━━ TEXTAUSZUG

Das Kino liegt gegenüber den Schiffen. Von der See aus kann der Mensch, der die Freuden des Kontinents lange entbehrt hat, die großen, bunten Plakate mit dem Feldstecher sehen. Das Kino heißt bescheiden »Kosmos-Theater«. Man gibt den Film von den »Roten Wölfen«.

Die »Roten Wölfe« sind eine Räuberbande in den Abruzzen. Sie haben Margot geraubt, ein schönes Mädchen, und haben es in einem unerreichbaren, hohen Turm verborgen. Aber was ist unerreichbar, was ist hoch? Ein tapferer junger Mann, Cesare mit Namen, wird Mitglied der »Roten Wölfe«, aber nur zum Schein, und befreit Margot.

━━━━
━━ BEREITGESTELLTES MATERIAL

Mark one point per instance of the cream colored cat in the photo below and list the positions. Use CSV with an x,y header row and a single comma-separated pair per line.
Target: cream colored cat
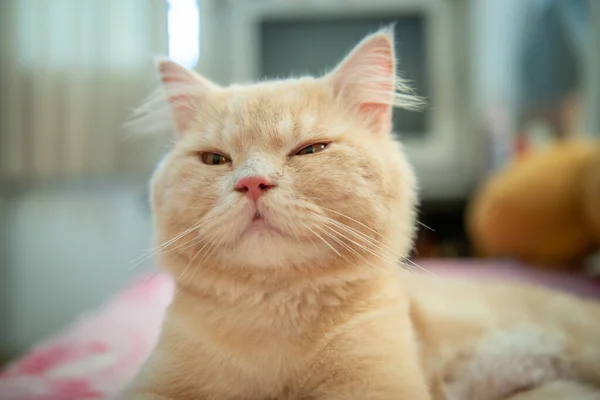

━━━━

Entscheide für jede Aussage, ob sie mit dem Textauszug übereinstimmt: 1. Das Kino trägt den Namen »Kosmos-Theater«. 2. Die Räuber verstecken Margot in einem Keller. 3. Cesare schließt sich den »Roten Wölfen« wirklich an. Antworte jeweils mit Ja oder Nein und führe die entscheidenden Worte des Textauszugs wörtlich an.

(LÖSUNG)
1. Ja: „Das Kino heißt bescheiden »Kosmos-Theater«.“
2. Nein: „haben es in einem unerreichbaren, hohen Turm verborgen“
3. Nein: „wird Mitglied der »Roten Wölfe«, aber nur zum Schein“